Problem
Should the word "Query" occur in a line of the records, copy that line.

Raw data
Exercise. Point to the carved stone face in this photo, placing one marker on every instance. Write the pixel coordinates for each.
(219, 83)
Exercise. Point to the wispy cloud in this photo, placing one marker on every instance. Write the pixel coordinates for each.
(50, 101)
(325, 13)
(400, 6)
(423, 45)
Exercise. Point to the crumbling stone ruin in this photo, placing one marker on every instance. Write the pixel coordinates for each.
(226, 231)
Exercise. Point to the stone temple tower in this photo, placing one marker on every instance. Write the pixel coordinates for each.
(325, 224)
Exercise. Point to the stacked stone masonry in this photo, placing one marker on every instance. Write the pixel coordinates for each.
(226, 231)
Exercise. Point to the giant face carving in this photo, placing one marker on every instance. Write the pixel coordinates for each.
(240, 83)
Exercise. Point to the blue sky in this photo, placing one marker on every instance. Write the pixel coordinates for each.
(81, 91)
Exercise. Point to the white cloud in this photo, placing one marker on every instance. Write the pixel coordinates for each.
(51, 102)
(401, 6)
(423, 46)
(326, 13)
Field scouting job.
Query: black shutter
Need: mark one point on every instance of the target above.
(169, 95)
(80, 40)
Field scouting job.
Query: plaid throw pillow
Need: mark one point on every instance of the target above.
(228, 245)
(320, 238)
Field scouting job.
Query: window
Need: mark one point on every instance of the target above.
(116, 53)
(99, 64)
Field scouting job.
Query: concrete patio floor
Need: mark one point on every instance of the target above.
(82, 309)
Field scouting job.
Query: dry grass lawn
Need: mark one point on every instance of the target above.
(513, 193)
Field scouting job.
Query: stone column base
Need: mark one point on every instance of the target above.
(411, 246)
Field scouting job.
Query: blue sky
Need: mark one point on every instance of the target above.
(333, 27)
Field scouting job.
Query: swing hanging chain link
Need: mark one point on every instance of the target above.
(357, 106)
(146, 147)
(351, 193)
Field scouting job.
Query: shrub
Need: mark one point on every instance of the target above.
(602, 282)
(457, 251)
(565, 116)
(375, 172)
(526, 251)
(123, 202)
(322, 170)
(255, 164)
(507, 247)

Task result
Query: black shutter
Query: plaid throw pillow
Query: window
Query: concrete patio floor
Query: dry grass lawn
Query: stone column base
Query: blue sky
Query: swing hanging chain link
Query: shrub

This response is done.